**YOUR OBJECTIVE**
In the listing below, find each line containing "road" and report it.

═══ SOURCE RECORDS ═══

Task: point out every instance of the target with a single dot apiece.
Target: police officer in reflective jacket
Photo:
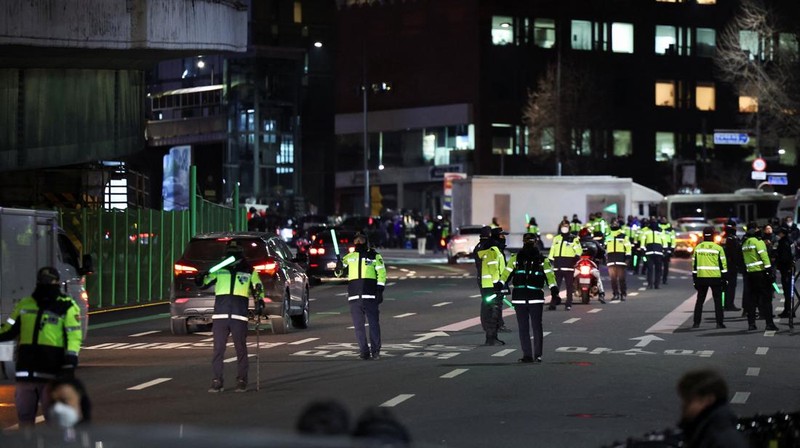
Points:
(234, 283)
(366, 275)
(48, 326)
(530, 273)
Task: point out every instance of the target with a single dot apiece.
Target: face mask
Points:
(64, 415)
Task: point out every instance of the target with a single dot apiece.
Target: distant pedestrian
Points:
(48, 326)
(366, 275)
(706, 419)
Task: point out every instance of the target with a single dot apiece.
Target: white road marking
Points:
(143, 333)
(464, 324)
(740, 397)
(676, 317)
(230, 360)
(453, 373)
(303, 341)
(396, 400)
(149, 384)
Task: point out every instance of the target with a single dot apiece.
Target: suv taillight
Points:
(184, 269)
(268, 267)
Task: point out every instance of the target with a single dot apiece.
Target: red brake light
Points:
(268, 267)
(184, 269)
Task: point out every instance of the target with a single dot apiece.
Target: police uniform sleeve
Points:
(10, 328)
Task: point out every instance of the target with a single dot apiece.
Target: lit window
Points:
(666, 42)
(544, 33)
(706, 42)
(623, 143)
(748, 104)
(705, 97)
(502, 30)
(581, 35)
(665, 146)
(665, 93)
(298, 12)
(622, 37)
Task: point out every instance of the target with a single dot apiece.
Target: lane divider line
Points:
(149, 384)
(144, 333)
(396, 400)
(740, 397)
(453, 373)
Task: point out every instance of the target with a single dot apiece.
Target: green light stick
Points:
(225, 262)
(335, 242)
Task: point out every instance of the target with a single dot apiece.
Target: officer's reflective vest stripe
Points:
(754, 252)
(708, 260)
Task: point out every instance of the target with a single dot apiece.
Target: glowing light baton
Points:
(335, 242)
(222, 264)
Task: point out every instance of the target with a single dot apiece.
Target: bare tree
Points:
(561, 112)
(761, 61)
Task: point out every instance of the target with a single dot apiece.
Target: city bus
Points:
(716, 208)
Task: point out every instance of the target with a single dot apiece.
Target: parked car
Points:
(283, 275)
(462, 242)
(322, 253)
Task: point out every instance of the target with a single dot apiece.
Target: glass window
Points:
(502, 30)
(666, 42)
(581, 35)
(544, 33)
(665, 93)
(623, 143)
(502, 138)
(705, 98)
(748, 104)
(665, 146)
(706, 42)
(622, 37)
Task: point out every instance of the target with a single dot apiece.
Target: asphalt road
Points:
(609, 371)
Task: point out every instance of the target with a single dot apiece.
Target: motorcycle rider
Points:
(530, 273)
(587, 258)
(564, 252)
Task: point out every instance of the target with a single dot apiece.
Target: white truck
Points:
(31, 239)
(478, 199)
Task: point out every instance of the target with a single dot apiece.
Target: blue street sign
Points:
(731, 138)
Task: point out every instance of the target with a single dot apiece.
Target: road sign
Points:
(731, 138)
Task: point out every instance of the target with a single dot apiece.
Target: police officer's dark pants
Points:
(491, 303)
(786, 283)
(730, 291)
(27, 396)
(362, 311)
(568, 277)
(619, 284)
(221, 328)
(654, 265)
(716, 293)
(530, 316)
(758, 293)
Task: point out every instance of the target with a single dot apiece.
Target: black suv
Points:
(284, 278)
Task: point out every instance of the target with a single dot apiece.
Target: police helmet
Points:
(47, 275)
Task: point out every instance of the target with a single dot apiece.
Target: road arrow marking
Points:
(645, 340)
(431, 335)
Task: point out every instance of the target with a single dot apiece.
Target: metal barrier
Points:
(134, 249)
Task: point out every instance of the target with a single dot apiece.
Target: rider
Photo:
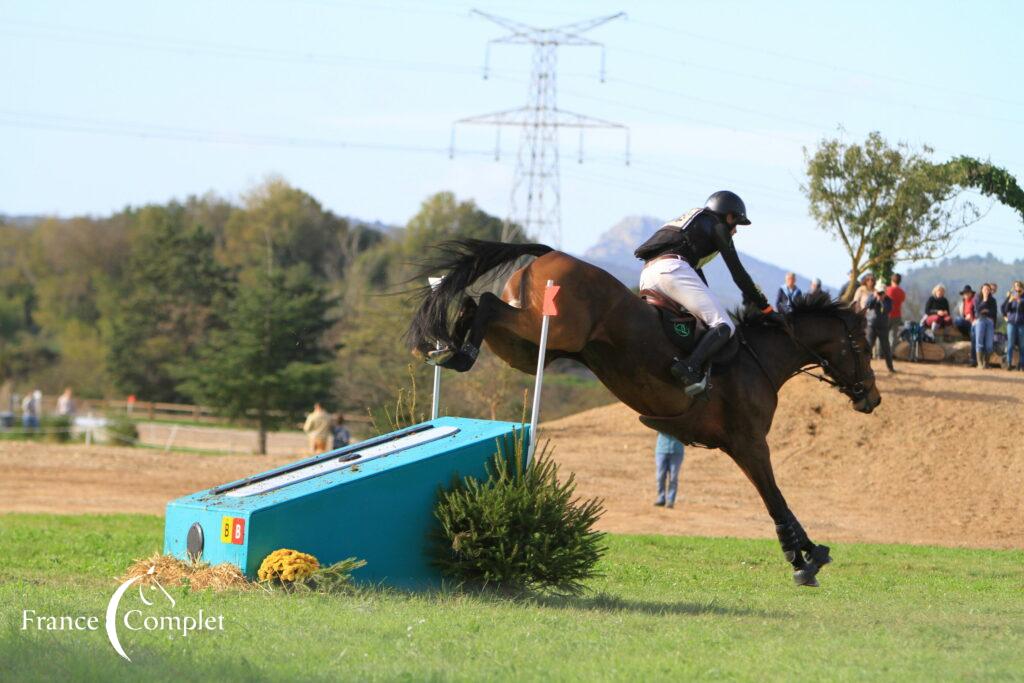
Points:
(673, 259)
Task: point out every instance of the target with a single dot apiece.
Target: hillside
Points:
(613, 252)
(906, 473)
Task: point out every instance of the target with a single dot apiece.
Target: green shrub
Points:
(121, 431)
(520, 529)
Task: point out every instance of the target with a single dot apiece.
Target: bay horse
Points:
(616, 335)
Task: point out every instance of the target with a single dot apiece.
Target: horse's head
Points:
(834, 335)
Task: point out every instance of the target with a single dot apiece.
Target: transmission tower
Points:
(536, 202)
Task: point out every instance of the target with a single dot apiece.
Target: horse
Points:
(616, 335)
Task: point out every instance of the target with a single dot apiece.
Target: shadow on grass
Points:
(598, 602)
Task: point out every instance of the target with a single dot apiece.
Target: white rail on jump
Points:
(342, 462)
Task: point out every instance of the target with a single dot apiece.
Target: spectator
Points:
(984, 326)
(966, 317)
(66, 403)
(32, 407)
(668, 462)
(865, 290)
(897, 296)
(317, 428)
(937, 309)
(1013, 313)
(787, 294)
(878, 309)
(339, 434)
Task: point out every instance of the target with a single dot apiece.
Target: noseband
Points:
(854, 388)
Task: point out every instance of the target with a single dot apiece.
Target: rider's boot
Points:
(690, 371)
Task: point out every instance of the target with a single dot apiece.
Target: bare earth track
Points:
(940, 462)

═══

**RESPONSE TO THIS TASK**
Target: white road marking
Target: asphalt road
Target: road sign
Target: road arrow marking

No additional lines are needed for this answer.